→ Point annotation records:

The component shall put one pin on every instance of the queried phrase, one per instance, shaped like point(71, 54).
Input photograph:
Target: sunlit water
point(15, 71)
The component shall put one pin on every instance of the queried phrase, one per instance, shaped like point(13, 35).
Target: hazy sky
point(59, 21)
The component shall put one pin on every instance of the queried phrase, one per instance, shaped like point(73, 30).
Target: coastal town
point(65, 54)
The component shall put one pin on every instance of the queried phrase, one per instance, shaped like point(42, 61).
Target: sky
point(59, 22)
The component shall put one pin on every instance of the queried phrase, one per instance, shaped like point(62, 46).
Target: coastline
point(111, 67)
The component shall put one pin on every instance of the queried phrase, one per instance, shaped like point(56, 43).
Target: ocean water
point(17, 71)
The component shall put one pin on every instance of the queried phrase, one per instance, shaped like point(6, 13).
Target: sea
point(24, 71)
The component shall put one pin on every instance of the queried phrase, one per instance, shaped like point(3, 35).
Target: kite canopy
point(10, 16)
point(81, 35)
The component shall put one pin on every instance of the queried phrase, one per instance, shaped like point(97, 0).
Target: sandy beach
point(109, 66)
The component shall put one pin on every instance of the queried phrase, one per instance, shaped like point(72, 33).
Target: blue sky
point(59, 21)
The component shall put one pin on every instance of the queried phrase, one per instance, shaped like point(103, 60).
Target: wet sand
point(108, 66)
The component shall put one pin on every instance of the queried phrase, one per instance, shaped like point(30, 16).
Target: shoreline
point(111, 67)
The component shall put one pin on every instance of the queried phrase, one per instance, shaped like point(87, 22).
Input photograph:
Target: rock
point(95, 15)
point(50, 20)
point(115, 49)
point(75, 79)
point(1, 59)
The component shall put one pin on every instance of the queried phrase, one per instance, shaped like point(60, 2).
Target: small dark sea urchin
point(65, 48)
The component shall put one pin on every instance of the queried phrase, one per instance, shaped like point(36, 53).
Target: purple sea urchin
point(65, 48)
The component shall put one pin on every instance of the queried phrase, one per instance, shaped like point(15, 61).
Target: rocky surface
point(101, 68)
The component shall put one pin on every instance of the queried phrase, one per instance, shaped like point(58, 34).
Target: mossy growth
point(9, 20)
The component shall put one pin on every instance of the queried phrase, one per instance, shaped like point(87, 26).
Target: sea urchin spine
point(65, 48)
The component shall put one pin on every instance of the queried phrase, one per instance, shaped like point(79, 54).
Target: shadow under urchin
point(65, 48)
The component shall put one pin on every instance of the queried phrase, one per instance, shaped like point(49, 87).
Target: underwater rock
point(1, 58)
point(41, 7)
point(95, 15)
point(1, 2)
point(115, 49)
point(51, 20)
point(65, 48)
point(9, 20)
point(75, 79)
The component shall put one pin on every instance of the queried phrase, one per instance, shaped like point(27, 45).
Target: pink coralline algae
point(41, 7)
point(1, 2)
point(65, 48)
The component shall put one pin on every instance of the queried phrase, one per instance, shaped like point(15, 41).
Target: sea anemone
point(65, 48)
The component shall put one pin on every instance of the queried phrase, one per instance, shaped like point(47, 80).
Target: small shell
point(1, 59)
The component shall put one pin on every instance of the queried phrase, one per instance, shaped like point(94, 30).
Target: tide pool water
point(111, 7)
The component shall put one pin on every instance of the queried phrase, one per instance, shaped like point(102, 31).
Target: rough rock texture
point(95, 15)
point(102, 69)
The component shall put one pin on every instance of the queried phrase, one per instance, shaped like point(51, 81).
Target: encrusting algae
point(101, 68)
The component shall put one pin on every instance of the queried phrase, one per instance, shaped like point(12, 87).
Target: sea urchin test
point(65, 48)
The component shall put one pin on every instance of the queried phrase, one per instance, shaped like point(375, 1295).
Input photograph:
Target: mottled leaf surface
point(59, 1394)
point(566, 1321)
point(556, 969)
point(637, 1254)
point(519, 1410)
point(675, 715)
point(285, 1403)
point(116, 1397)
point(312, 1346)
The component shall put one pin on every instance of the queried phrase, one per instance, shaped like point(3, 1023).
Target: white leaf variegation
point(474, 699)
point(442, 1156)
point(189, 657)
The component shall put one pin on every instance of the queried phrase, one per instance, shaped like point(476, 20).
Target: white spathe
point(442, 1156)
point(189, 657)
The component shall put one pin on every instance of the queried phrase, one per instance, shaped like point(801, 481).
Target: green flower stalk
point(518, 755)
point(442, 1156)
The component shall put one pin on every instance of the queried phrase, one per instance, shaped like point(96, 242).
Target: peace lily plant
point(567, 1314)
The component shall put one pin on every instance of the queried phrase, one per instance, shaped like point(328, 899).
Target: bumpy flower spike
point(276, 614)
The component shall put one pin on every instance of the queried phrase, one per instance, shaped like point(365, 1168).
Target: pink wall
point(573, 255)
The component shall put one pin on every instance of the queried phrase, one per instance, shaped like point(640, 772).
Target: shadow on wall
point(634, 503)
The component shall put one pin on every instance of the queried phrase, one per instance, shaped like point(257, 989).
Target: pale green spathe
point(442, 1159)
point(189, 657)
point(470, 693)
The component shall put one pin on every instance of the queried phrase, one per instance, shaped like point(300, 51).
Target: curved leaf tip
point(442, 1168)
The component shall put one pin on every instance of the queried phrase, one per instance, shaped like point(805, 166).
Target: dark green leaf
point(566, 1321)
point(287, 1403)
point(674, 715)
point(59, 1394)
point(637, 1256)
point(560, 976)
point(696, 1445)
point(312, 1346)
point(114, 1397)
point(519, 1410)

→ What is asked:
Extract all of the data shown above and repeat it verbatim.

→ Expected output:
The component shall put one pin on every instance of the queried phrase, one per instance, shaped like point(71, 54).
Input photograph:
Target: sunlit water
point(15, 71)
The component shall put one pin on every instance of the queried phrase, one per instance, shaped like point(13, 35).
Target: hazy sky
point(59, 21)
The component shall put one pin on every instance of the queried phrase, one per instance, shaped like point(73, 30).
Target: coastal town
point(65, 54)
The component shall put one pin on every instance of the queried phrase, one per instance, shaped like point(42, 61).
Target: sky
point(59, 22)
The component shall put one pin on every instance of the queried phrase, one per instance, shaped like point(62, 46).
Target: coastline
point(111, 67)
The component shall put one pin on every instance of the queried phrase, one per instance, shaped like point(56, 43).
Target: ocean water
point(17, 71)
The component shall put one pin on every instance of the queried phrase, one per instance, shaped like point(6, 13).
Target: sea
point(24, 71)
The component shall put one pin on every instance of the queried phrase, one per instance, shaped like point(3, 35).
Target: kite canopy
point(10, 16)
point(81, 35)
The component shall put one pin on every instance of the queried phrase, one per instance, shaped like point(97, 0).
Target: sandy beach
point(109, 66)
The component shall put one pin on every instance of the queried phrase, one per instance, shaped like point(72, 33).
Target: blue sky
point(59, 21)
The component shall put one pin on every instance of the queried phrase, one per instance, shaped like point(103, 60).
Target: wet sand
point(108, 66)
The component shall put one pin on every instance of the queried phrase, one per instance, shaped like point(30, 16).
Target: shoreline
point(111, 67)
The component shall put one pin on every instance of the queried phrase, one per instance, shaped like point(87, 22).
Input photograph:
Target: rock
point(95, 15)
point(50, 20)
point(115, 49)
point(75, 79)
point(1, 59)
The component shall put one pin on every instance of the queried phrase, one per instance, shaped like point(60, 2).
Target: small dark sea urchin
point(65, 48)
The component shall put one pin on every instance of the queried phrase, one per instance, shaped like point(36, 53).
Target: purple sea urchin
point(65, 48)
The component shall put one pin on every instance of the queried phrase, one per instance, shaped like point(15, 61).
Target: rocky surface
point(101, 68)
The component shall put one pin on every instance of the queried phrase, one per instance, shaped like point(58, 34).
Target: mossy growth
point(9, 20)
The component shall put one pin on every instance of the queried phrase, one per instance, shaped like point(87, 26).
Target: sea urchin spine
point(65, 48)
The component shall put one pin on every instance of the queried phrase, one per instance, shaped like point(79, 54).
Target: shadow under urchin
point(65, 48)
The component shall put one pin on every instance of the queried phrase, one per instance, shaped like point(49, 87).
Target: underwater rock
point(1, 58)
point(41, 7)
point(95, 15)
point(1, 2)
point(115, 49)
point(51, 20)
point(65, 48)
point(9, 20)
point(75, 79)
The component shall put one pin on every instance of the queried phrase, one per instance, shaped like point(27, 45).
Target: pink coralline algae
point(41, 7)
point(1, 2)
point(65, 48)
The component shall put one pin on every instance of the queried phrase, one per instance, shaped like point(15, 41).
Target: sea anemone
point(65, 48)
The component shall put one pin on every instance of the queried phrase, one per instance, shaped like point(47, 80).
Target: small shell
point(1, 59)
The component shall put one pin on every instance of the queried phrase, one per instance, shaped like point(94, 30).
Target: tide pool water
point(111, 7)
The component shall put one pin on every instance of the queried phrase, one per instance, shaped like point(102, 31).
Target: rough rock texture
point(95, 15)
point(102, 69)
The component shall put one pin on every instance of the queried phrase, one per instance, shaped like point(51, 81).
Target: encrusting algae
point(101, 68)
The component shall put one pin on every instance of the queried phrase, one per instance, shaped like point(12, 87).
Target: sea urchin test
point(65, 48)
The component shall put one pin on every instance of the queried phrase, one per instance, shaped like point(375, 1295).
Input photograph:
Target: mottled leaf surface
point(59, 1394)
point(566, 1321)
point(556, 969)
point(637, 1254)
point(519, 1410)
point(675, 715)
point(285, 1403)
point(116, 1397)
point(312, 1346)
The component shall put one pin on every instance of the queried phrase, one per instance, shaped like point(3, 1023).
Target: white leaf variegation
point(474, 699)
point(442, 1156)
point(189, 657)
The component shall put one pin on every instance of the queried phrase, one per instance, shaped like point(476, 20).
Target: white spathe
point(442, 1156)
point(189, 657)
The component shall put one pin on every instance of the queried phrase, one per instance, shaped like point(801, 481).
Target: green flower stalk
point(518, 755)
point(442, 1156)
The component shall put one pin on every instance of the queried phrase, one per instance, shaped like point(96, 242).
Target: peace lily plant
point(567, 1314)
The component shall put one pin on every instance of the queried phrase, one per instance, shaped like point(328, 899).
Target: bumpy flower spike
point(276, 614)
The component shall put one pin on every instance of the queried phrase, one per instance, shaped like point(365, 1168).
Target: pink wall
point(573, 255)
The component shall put one pin on every instance of the queried phrase, one per instance, shaped like point(640, 772).
Target: shadow on wall
point(634, 503)
The component shall put one pin on every instance of the queried phrase, one per instance, shaped like point(257, 989).
Target: pale green spathe
point(442, 1159)
point(189, 657)
point(470, 693)
The component shall put one pin on every instance of the queried phrase, one per instance, shaped like point(300, 51).
Target: curved leaf tip
point(442, 1168)
The component shall put one pin on every instance of the queried phrase, one per instance, shaped like point(805, 166).
Target: dark green leaf
point(566, 1321)
point(287, 1403)
point(674, 715)
point(59, 1394)
point(637, 1256)
point(560, 976)
point(696, 1445)
point(312, 1346)
point(114, 1397)
point(519, 1410)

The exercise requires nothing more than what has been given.